- _WHAT IS REQUIRED_
Answer these questions from the passage on the PayPal user agreement:
1. On what date do the amendments take effect?
2. Between which two account types can UK sellers choose?
3. Toward which merchants is the change most likely directed?

- _READING PASSAGE_

Amendments to the PayPal Account User Agreement (Effective March 12, 2020)

  • We are requiring that merchants publish customer service information, including at least one email address or customer service URL, and a telephone number, which must be readily accessible for review by merchants’ customers.

“Been there, Done that”
– UK & European merchants

The new PayPal user agreement has caused some panic among US merchants who don’t like the idea of sharing their personal information with the general public but if you’re going to use PayPal as a business, you’ll have to disclose your contact details whether you like it or not. If it’s any consolation, US PayPal is simply playing catch-up with a user agreement already in affect throughout Europe.

What does this mean for eBay merchants?

At the moment it is not entirely clear whether the PayPal agreement includes eBay sellers as merchants who need to ‘publish customer service information’ as the eBay contact information policy makes it complicated.

In the UK sellers have the option to make either a business or personal account. On a business account users can then input their business contact details without any ban risk, they’re also not forced to put their mobile number up for the world to see. As eBay US only have one account type there is currently no way for users to submit their contact details without the risk of getting banned.

It’s much more likely that this change is directed towards merchants who sell on their own websites and if not, eBay and PayPal have some talking to do.

- _EXCERPTED RECORDS_
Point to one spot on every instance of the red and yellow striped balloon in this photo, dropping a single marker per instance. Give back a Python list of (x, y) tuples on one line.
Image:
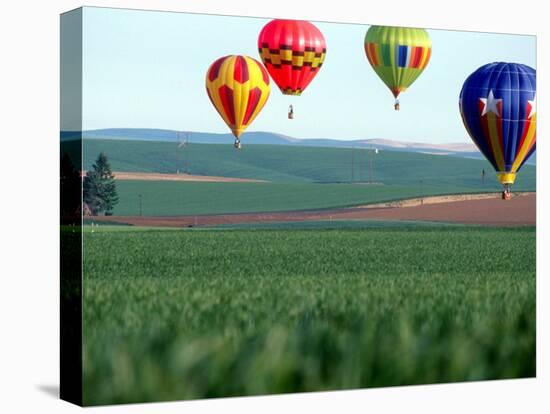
[(238, 87)]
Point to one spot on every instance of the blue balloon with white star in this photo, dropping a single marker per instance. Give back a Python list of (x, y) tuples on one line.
[(498, 108)]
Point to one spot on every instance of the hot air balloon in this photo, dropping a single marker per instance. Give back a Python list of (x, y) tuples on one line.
[(398, 55), (293, 52), (498, 108), (238, 87)]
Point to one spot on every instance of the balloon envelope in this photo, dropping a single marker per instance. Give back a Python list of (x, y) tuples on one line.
[(498, 108), (398, 55), (293, 52), (238, 87)]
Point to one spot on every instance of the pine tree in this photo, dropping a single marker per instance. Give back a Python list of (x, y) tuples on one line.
[(70, 189), (100, 188)]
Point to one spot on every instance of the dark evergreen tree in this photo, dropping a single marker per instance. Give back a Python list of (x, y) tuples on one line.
[(100, 188), (70, 189)]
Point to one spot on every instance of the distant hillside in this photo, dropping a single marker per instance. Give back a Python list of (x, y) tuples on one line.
[(268, 138), (284, 163)]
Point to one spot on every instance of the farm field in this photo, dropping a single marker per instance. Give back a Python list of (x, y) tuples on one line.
[(301, 164), (183, 314), (169, 198)]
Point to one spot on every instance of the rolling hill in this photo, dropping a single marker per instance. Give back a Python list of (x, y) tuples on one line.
[(300, 164), (269, 138)]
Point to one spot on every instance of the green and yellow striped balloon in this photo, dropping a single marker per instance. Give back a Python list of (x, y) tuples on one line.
[(398, 55)]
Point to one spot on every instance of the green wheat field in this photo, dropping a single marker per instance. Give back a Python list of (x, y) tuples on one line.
[(195, 313)]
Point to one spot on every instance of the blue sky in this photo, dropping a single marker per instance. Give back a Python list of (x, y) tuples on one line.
[(146, 70)]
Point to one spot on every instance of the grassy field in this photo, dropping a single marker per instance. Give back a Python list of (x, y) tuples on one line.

- _COMPLETED TASK_
1. March 12, 2020.
2. A business account or a personal account.
3. Merchants who sell on their own websites.